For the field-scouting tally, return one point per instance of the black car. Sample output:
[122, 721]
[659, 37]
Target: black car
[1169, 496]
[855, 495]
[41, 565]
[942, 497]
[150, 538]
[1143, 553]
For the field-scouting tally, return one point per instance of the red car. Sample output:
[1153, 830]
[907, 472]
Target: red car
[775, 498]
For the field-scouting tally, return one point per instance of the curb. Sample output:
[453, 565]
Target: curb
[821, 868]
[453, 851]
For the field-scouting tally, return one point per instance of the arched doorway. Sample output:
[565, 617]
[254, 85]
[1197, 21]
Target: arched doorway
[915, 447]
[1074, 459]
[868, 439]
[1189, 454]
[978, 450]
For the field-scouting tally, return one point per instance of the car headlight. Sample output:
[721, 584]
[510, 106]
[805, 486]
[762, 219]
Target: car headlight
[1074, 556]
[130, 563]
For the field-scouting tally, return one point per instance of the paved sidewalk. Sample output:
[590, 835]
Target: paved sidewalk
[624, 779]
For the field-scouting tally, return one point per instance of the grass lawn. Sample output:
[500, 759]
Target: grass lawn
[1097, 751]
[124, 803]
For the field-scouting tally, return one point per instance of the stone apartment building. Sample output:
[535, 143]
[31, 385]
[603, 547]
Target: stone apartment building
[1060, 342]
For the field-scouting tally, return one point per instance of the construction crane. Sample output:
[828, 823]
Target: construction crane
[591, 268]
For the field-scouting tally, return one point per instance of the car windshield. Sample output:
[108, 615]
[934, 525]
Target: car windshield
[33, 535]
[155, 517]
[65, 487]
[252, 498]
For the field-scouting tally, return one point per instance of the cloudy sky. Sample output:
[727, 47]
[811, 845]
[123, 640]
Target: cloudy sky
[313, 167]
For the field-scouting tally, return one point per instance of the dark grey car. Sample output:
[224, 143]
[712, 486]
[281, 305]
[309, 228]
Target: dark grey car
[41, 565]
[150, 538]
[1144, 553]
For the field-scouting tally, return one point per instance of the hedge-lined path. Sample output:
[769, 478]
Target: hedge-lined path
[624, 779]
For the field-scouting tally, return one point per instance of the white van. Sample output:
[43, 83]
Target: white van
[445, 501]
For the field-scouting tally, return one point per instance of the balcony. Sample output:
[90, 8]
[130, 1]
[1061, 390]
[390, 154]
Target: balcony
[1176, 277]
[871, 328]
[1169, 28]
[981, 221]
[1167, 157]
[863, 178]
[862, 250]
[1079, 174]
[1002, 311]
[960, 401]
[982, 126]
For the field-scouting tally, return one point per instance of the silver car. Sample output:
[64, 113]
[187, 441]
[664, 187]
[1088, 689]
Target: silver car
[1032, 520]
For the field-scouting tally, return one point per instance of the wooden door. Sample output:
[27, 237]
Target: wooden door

* * *

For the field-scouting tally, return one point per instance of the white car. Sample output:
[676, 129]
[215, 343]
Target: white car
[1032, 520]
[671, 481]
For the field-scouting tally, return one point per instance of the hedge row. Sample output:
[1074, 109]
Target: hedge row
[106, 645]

...

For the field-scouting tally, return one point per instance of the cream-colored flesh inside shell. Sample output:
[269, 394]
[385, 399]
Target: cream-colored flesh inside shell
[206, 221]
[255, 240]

WHAT YOU HAVE TO DO: Print the records again word for word, starting at the line that contains "the car headlight." and ending at the line that contains "[1060, 342]", with both of those lines included.

ANSWER IN FULL:
For the field-scouting tally, return one point per instance of the car headlight. Sample output:
[721, 584]
[510, 106]
[805, 486]
[762, 219]
Target: car headlight
[1074, 556]
[130, 563]
For the field-scouting tally, return one point per instance of the paved sidewalk. Sample output:
[590, 835]
Target: paved sidewalk
[624, 779]
For the field-scouting tally, return one point per instance of the grass lawn. Sample output:
[500, 759]
Target: grass lawn
[1097, 751]
[124, 803]
For the field-scouting tally, return one point per instance of the stone apartment building. Sample output:
[535, 143]
[31, 385]
[603, 547]
Target: stone apartment building
[1060, 342]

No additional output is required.